Maastricht, an important Dutch fortress city at the time, was captured during the French Revolutionary Wars by the armies of General Jean-Baptiste Kléber in November 1794. Four days after the conquest, the fossil was looted from Godding's possession by French soldiers due to its international scientific value under Kléber's orders,[5] carried out by political commissar Augustin-Lucie de Frécine. According to an account by Godding's niece and heiress Rosa, Frécine first pretended to be interested in studying the famous remains and corresponded with Godding via letter to arrange a visit to his cottage to personally examine it. Frécine never visited, and instead sent six armed soldiers to forcefully confiscate the fossil under the pretext that he was ill and wanted to study it at his home. Four days after the seizure, the National Convention decreed that the specimen was to be transported to the National Museum of Natural History, France (MNHN). By the time it arrived at the museum, various parts of the skull were lost. In an 1816 reclamation request, Rosa claimed that she still possessed two missing parts that were not taken by Frécine. However, the fate of these bones is unknown, and some historians believe that Rosa mentioned them in hopes of negotiating indemnity. The French government refused to return the fossil but recompensed Godding in 1827 by exempting him from war taxes.

Cultural legend concerning second skull

There is a popular legend regarding Godding's ownership of the second skull and its subsequent acquisition by the French, which is based on the account of geologist Barthélemy Faujas de Saint-Fond (one of four men that arrived in Maastricht in January 1795 to confiscate any public objects of scientific value for France) in his 1798 publication Histoire naturelle de la montagne de Saint-Pierre de Maestricht (Natural history of the mountain of Saint-Pierre of Maastricht). According to Faujas, Hoffmann was the original owner of the specimen, which he purchased from the quarrymen and helped excavate. When the news of this discovery reached Godding, whom Faujas painted as a malevolent figure, he sought to take possession of the greatly valuable specimen for himself and filed a lawsuit against Hoffmann, claiming his rights as landowner. Due to Godding's position as a canon, he influenced the courts and was able to force Hoffmann to relinquish the fossil and pay the costs of the lawsuit. When Maastricht was attacked by the French, the artillerymen were aware that the famous fossil was stored at Godding's house. Godding did not know his house was spared and he hid the specimen in a secret location in town. After the city's capture, Faujas personally helped secure the fossil while Frécine offered a reward of 600 bottles of good wine to anyone who would locate and bring to him the skull undamaged. The next day, twelve grenadiers brought the fossil safely to Frécine after assuring full compensation to Godding and collected their promised reward.[6]

Historians have found little evidence to back up Faujas' account. For example, there is no evidence that Hoffmann ever possessed the fossil, that a lawsuit involved him and Godding, or that Faujas was directly involved in acquiring the fossil. More reliable but contradictory accounts suggest that his narrative was mostly made up: Faujas was known to be a notorious liar who commonly embellished his stories, and it is likely that he falsified the story to disguise evidence of looting from a private owner (which was a war crime), to make French propaganda, or to simply impress others. Nevertheless, the legend created by Faujas' embellishment helped elevate the second skull into cultural fame.

☆ ☆ ☆ ☆ ☆

--- REQUIREMENT A ---
Answer these questions from the passage about the Maastricht fossil:
(i) In what month and year did General Kléber's armies capture Maastricht?
(ii) According to Faujas, what reward did Frécine offer for bringing him the skull undamaged?
(iii) How did the French government compensate Godding in 1827?

☆ ☆ ☆ ☆ ☆

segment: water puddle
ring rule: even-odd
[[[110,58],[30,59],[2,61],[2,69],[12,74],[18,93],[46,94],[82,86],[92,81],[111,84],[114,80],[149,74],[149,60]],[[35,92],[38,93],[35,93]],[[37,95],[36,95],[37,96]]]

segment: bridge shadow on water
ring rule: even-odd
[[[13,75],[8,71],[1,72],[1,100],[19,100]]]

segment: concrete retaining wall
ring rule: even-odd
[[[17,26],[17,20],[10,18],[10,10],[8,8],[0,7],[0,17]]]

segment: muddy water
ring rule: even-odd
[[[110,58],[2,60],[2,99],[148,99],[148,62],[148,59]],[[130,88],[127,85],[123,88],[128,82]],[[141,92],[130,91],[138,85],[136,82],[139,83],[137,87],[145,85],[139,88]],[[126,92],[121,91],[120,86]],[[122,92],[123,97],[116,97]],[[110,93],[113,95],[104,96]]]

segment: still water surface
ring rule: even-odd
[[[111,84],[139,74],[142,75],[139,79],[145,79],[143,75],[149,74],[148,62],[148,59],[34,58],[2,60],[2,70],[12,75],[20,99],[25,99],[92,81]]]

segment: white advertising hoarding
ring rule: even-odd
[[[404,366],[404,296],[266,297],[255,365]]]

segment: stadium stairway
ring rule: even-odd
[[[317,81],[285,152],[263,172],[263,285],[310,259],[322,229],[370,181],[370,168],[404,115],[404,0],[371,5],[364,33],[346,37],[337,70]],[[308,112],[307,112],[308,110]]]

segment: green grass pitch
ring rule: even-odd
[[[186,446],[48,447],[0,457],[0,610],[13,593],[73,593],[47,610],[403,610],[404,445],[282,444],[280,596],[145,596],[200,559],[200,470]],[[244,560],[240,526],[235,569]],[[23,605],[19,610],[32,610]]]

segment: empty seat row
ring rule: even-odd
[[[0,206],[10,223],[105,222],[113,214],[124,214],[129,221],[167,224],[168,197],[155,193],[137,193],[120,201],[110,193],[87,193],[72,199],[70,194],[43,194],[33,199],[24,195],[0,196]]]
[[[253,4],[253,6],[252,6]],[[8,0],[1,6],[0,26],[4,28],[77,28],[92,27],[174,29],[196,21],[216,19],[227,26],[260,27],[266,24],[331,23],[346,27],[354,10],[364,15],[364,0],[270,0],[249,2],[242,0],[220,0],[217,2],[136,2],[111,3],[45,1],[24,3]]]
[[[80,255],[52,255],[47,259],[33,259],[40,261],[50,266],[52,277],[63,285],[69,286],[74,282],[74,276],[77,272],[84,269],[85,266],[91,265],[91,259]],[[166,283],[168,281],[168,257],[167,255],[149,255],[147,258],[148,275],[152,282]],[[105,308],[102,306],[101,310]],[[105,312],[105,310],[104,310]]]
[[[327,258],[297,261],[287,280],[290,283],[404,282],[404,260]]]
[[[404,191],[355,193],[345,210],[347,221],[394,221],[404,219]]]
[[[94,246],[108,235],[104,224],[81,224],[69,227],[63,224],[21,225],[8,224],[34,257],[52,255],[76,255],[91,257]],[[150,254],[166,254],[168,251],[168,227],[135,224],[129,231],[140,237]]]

☆ ☆ ☆ ☆ ☆

--- REQUIREMENT B ---
Retype the part of the records that opens with their first line and closes with the line containing "[[[404,366],[404,296],[266,297],[255,365]]]". Include both of those lines.

--- TASK RESPONSE A ---
(i) November 1794
(ii) 600 bottles of good wine
(iii) By exempting him from war taxes

--- TASK RESPONSE B ---
segment: water puddle
ring rule: even-odd
[[[110,58],[30,59],[2,61],[2,69],[12,74],[18,93],[46,94],[82,86],[92,81],[111,84],[114,80],[149,74],[149,60]],[[35,92],[38,93],[35,93]],[[37,95],[36,95],[37,96]]]

segment: bridge shadow on water
ring rule: even-odd
[[[13,75],[8,71],[1,72],[1,100],[19,100]]]

segment: concrete retaining wall
ring rule: even-odd
[[[17,26],[17,20],[10,18],[10,10],[8,8],[0,7],[0,17]]]

segment: muddy water
ring rule: even-odd
[[[110,58],[2,60],[2,99],[148,99],[148,62],[148,59]],[[130,88],[127,85],[123,88],[128,82]],[[141,92],[130,91],[138,85],[136,82],[139,83],[137,87],[145,85],[139,88]],[[126,92],[121,91],[120,86]],[[122,92],[123,97],[116,97]],[[110,93],[113,95],[104,96]]]

segment: still water surface
ring rule: even-odd
[[[111,84],[139,74],[142,75],[139,79],[145,79],[143,75],[149,74],[148,62],[148,59],[34,58],[2,60],[2,70],[12,75],[20,99],[25,99],[92,81]]]

segment: white advertising hoarding
ring rule: even-odd
[[[404,366],[404,296],[266,297],[255,365]]]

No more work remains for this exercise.